» **Provided records**
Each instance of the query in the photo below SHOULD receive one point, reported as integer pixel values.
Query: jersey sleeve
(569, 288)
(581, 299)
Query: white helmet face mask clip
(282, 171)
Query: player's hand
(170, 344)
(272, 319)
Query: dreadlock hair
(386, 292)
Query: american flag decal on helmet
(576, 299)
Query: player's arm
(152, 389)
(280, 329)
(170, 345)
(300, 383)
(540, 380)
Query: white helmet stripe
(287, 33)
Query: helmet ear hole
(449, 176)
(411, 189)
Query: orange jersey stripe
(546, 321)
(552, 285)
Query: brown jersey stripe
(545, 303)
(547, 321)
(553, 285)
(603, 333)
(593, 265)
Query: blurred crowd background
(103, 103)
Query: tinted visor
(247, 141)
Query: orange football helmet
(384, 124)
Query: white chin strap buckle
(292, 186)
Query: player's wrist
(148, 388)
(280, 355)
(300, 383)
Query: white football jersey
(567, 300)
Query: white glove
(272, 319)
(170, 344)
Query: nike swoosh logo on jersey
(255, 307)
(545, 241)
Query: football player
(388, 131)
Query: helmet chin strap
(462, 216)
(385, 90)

» **What is required**
Give back all of the records exactly as they were provided above.

» **Completed exercise**
Each instance of the query in the photo below SHOULD receive one point, reported as integer pixel values.
Query: jersey sleeve
(569, 288)
(581, 299)
Query: white helmet face mask clip
(282, 171)
Query: player's hand
(170, 344)
(272, 319)
Query: dreadlock hair
(386, 292)
Query: american flag decal on helmet
(576, 299)
Query: player's arm
(152, 389)
(280, 329)
(170, 345)
(300, 383)
(540, 380)
Query: white helmet stripe
(287, 33)
Query: helmet ear hole
(449, 176)
(411, 189)
Query: orange jersey stripe
(546, 321)
(552, 285)
Query: brown jersey stripe
(545, 303)
(547, 321)
(553, 285)
(603, 333)
(593, 265)
Query: blurred crowd background
(103, 103)
Query: tinted visor
(247, 141)
Query: orange football helmet
(384, 124)
Query: white chin strap buckle
(292, 186)
Query: player's wrist
(148, 388)
(280, 355)
(300, 383)
Query: white football jersey
(567, 300)
Query: white glove
(272, 319)
(170, 344)
Query: nike swoosh logo on jersey
(255, 307)
(545, 241)
Query: football player
(388, 131)
Query: helmet chin strap
(462, 216)
(385, 90)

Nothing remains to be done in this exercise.